Leaded components with higher inductances will generate a resonant frequency of more than
100MHz. Therefore, the adoption of a large number of through-hole components is not recommended
as they generate excessive noise. There are no hard and fast rules for PCB design. Some design
rules apply to a certain type of board but are not feasible for other types. Nonetheless, at Sierra
Circuits, we have curated some general PCB design rules, common to all board types.

1. Trace spacing and layout


Traces are the conductive paths that carry current from the driver to the receiver on the PCB. When
these traces come across any bend or cross, they form a fully radiating antenna. Some common trace
design rules are:

1.1 Trace separation: All signals (clocks, video, audio, reset, etc.) must be separated from other
traces. the general rule says that the separation between the traces should be 3W, where ‘W’ is the
width of the trace. This practice helps to reduce crosstalk and coupling between adjacent traces on the
same PCB layer. Differential traces are an exception to this rule.

Adjacent traces on the same PCB layer should be separated by 3W.


1.2 Route differential traces closely: It increases the coupling factor and keeps the noise in
common mode. For example, let us assume two wires are placed close to each other. Any external
noise intervening with these two traces will add the same amount of disturbance in both traces. If trace
1 has 1 V and trace 2 has 1.5 V then the difference would be 0.5 V. Since, the external noise is the
same on both the traces, say 0.1 V. Because of this, trace 1 will become 1.1 V and trace 2 will become
1.6 V. And when you calculate the difference, it is still the same that is 0.5 V. So, the noise will actually
cancel out. That is why high-speed signals are preferably routed as differential pairs.

1.3 Use vias like a pro: Vias are used in multi-layer PCBs for signal routing purposes. A good
designer must know that each via comes with its capacitance and inductance effect. So, vias should
be avoided as far as possible and critical traces should be routed on the same layer. Because of
the parasitic capacitance and inductance in the vias, there is an impedance mismatch between
via and trace, which creates reflections. When vias cannot be avoided, it should be ensured that
ground vias should be placed close to the signal vias. This will ensure that the signals are referenced
to connected grounds and this reduces the change in the characteristic impedance value and thus
reflections. In differential pairs, when vias cannot be avoided, the same number of vias should be put
in both traces.
Tip: Avoid vias in differential traces. If you have to then use an anti-pad shared by two vias to
minimize parasitic capacitance.

1.4 Avoid stubs in sensitive and high-frequency traces: Stubs produce reflections as well as the
potential of adding fractional wavelength antenna to the circuit.

1.5 Use guard and shunt traces for clock lines: In clock circuits, decoupling capacitors are very
important for suppressing noise propagating along the supply rails. Guard and shunt traces are used
to protect clock lines from EMI sources, otherwise, such clock signals will create problems elsewhere
in the circuit.

_REQUIRED WORK_:
• 1. In the PCB design excerpt, how far apart should adjacent traces on the same layer be?
• 2. Summarize the PCB design excerpt in two sentences.
• 3. Extract the passage from the PCB design excerpt starting with "1.4 Avoid stubs" and going on through "in the circuit.".
Answer using only the text.

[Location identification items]
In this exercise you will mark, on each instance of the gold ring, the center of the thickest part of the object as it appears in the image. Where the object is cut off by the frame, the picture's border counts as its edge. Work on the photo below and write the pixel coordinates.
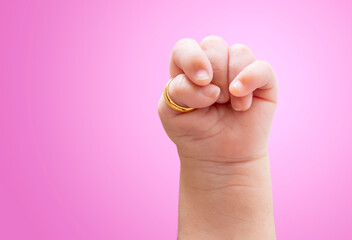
(171, 103)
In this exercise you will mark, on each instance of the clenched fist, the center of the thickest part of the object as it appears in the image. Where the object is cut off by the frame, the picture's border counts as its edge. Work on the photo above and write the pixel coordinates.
(225, 188)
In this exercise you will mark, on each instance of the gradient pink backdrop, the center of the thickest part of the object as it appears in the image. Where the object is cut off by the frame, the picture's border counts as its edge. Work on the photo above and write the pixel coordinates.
(82, 152)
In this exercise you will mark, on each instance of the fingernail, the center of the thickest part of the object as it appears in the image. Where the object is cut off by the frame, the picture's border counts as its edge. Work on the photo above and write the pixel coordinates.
(236, 85)
(211, 91)
(202, 75)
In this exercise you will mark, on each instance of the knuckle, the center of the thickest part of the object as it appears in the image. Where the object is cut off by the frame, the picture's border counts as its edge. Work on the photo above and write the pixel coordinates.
(177, 86)
(239, 49)
(212, 41)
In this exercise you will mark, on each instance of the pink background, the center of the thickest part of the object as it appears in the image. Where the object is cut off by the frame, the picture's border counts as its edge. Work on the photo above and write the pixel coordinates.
(83, 153)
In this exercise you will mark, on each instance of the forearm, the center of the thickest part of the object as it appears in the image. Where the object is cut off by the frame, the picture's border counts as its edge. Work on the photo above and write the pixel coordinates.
(225, 199)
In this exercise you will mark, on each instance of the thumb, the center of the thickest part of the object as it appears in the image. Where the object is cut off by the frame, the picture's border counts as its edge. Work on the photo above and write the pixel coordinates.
(185, 93)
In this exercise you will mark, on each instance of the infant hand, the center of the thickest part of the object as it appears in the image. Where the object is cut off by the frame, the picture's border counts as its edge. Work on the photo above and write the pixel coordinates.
(235, 99)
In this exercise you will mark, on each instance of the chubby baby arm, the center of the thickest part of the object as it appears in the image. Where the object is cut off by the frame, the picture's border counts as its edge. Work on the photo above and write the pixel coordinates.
(225, 186)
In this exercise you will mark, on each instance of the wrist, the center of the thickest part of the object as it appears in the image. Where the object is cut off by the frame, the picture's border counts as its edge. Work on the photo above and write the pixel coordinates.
(223, 198)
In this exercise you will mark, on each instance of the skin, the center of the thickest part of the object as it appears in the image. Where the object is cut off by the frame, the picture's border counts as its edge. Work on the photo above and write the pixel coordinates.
(225, 185)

_EXPECTED OUTPUTS_:
• 1. They should be separated by 3W, where W is the width of the trace.

• 2. Although there are no hard and fast rules for PCB design, Sierra Circuits has curated general design rules common to all board types, beginning with trace spacing and layout. These rules call for separating traces by 3W, routing differential traces closely so external noise cancels out, avoiding vias where possible, keeping stubs out of sensitive and high-frequency traces, and using guard and shunt traces for clock lines.

• 3.
1.4 Avoid stubs in sensitive and high-frequency traces: Stubs produce reflections as well as the
potential of adding fractional wavelength antenna to the circuit.

1.5 Use guard and shunt traces for clock lines: In clock circuits, decoupling capacitors are very
important for suppressing noise propagating along the supply rails. Guard and shunt traces are used
to protect clock lines from EMI sources, otherwise, such clock signals will create problems elsewhere
in the circuit.